Evidence of meeting #5 for Bill C-2 (39th Parliament, 2nd Session) in the 39th Parliament, 2nd Session. (The original version is on Parliament’s site, as are the minutes.) The winning word was dangerous.

A recording is available from Parliament.

On the agenda

MPs speaking

Also speaking

Andy Rady  Director, Canadian Council of Criminal Defence Lawyers
Evan Roitenberg  Director, Canadian Council of Criminal Defence Lawyers
Anthony Doob  Professor, Centre for Criminology, University of Toronto, As an Individual
Lucie Joncas  President, Canadian Association of Elizabeth Fry Societies
Kim Pate  Executive Director, Canadian Association of Elizabeth Fry Societies
Richard Prihoda  Lawyer, Association québécoise des avocats et avocates de la défense
Jean Charbonneau  Expert witness, Association québécoise des avocats et avocates de la défense

10:05 a.m.

NDP

Joe Comartin NDP Windsor—Tecumseh, ON

Okay, thank you.

* _Entries provided_:
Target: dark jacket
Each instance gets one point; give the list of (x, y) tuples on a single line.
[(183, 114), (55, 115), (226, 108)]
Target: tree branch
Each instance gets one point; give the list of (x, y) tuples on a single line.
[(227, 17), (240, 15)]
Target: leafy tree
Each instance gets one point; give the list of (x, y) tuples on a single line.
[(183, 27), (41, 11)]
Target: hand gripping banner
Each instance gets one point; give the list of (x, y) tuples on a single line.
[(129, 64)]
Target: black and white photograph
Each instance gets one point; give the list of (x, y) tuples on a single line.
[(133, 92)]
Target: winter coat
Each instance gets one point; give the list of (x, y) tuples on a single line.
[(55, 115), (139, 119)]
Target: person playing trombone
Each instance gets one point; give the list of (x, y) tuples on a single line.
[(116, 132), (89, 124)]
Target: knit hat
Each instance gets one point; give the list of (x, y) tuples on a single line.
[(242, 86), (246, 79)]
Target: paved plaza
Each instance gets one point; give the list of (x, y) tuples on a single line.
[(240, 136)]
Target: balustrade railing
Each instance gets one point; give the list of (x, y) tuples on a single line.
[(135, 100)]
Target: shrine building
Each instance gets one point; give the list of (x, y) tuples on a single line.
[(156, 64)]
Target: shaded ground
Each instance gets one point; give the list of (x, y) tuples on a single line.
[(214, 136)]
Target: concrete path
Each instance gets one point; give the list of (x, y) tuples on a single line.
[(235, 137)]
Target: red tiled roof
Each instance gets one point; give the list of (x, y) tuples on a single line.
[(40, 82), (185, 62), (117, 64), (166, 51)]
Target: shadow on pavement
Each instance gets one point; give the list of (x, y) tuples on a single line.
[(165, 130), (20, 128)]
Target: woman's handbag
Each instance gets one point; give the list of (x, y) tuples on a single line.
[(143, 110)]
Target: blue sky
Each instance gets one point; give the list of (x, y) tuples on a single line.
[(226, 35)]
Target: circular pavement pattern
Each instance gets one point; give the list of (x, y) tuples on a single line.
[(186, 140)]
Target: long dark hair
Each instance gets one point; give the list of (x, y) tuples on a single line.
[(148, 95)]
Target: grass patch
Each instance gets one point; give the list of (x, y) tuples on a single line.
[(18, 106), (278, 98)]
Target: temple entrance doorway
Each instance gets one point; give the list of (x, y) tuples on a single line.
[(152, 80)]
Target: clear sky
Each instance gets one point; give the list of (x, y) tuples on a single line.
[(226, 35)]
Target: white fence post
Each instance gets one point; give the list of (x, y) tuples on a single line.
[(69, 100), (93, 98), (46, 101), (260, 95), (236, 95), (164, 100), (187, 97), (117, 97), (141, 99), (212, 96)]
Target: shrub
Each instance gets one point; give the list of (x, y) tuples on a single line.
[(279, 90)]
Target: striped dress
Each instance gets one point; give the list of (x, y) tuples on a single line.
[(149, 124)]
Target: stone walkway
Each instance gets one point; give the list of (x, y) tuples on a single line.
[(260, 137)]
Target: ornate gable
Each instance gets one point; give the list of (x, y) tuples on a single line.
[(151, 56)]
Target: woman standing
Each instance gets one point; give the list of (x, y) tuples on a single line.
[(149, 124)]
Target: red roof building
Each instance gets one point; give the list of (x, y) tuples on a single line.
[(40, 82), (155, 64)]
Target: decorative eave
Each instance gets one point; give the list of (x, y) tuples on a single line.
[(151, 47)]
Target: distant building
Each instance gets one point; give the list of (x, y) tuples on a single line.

* _Problems and tasks_:
- A) On the Bill C-2 meeting page, what role does Kim Pate hold?
- B) Return the part of the Bill C-2 meeting page starting with "Evidence of meeting" and going on through "word was dangerous.".
- C) Write the next part of the Bill C-2 meeting page, picking up after its last line.

* _Exercise answers_:
- A) Executive Director, Canadian Association of Elizabeth Fry Societies

- B)
Evidence of meeting #5 for Bill C-2 (39th Parliament, 2nd Session) in the 39th Parliament, 2nd Session. (The original version is on Parliament’s site, as are the minutes.) The winning word was dangerous.

- C)
Ms. Pate, I want to go back to the issue of what's available in the prisons with regard to dangerous offenders, and to ask specifically about women. In the case last week that I just spoke about, it was a male person charged. Are we faced with the same problem with the women, I think 18 or 20, who have been subject to the dangerous offender designation?

10:05 a.m.

Executive Director, Canadian Association of Elizabeth Fry Societies

Kim Pate

Actually, there have only been two women subject to a dangerous offender designation. There are none currently, but there are a number of long-term supervision orders.

10:05 a.m.

NDP

Joe Comartin NDP Windsor—Tecumseh, ON

Right, the rest are long-term.

10:05 a.m.

Executive Director, Canadian Association of Elizabeth Fry Societies

Kim Pate

Part of it is that we have intervened in those. Of those who have been designated, though, the challenge is that the context is often determined by those who we're also relying on to determine what resources are available to meet the needs of that individual. So when the needs of the individual are being determined by the very prison system where they've accumulated most of their charges, I think there have to be some obvious questions about the validity of a reverse onus in that context.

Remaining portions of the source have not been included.